_Available data:_
---*---

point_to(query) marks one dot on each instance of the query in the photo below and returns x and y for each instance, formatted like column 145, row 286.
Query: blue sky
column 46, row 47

---*---

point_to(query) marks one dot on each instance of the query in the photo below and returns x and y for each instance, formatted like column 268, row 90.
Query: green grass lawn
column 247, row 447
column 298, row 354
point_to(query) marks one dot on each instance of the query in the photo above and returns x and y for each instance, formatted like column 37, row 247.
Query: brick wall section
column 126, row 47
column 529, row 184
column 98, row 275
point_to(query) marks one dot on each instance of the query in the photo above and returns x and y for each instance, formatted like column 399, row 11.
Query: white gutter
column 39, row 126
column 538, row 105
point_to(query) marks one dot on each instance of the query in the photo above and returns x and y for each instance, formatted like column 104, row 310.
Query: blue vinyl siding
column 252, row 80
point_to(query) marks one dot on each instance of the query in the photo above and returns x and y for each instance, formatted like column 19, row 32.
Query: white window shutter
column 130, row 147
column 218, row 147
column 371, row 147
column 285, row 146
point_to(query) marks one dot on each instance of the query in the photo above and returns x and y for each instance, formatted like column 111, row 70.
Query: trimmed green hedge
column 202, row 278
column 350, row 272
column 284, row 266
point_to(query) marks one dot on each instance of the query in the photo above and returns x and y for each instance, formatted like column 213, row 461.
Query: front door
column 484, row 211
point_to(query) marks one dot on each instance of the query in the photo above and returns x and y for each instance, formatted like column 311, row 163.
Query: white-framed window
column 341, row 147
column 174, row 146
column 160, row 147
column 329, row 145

---*---

A single number is the expected answer: how many lines of the records above contain the word "below".

_Answer to this task:_
2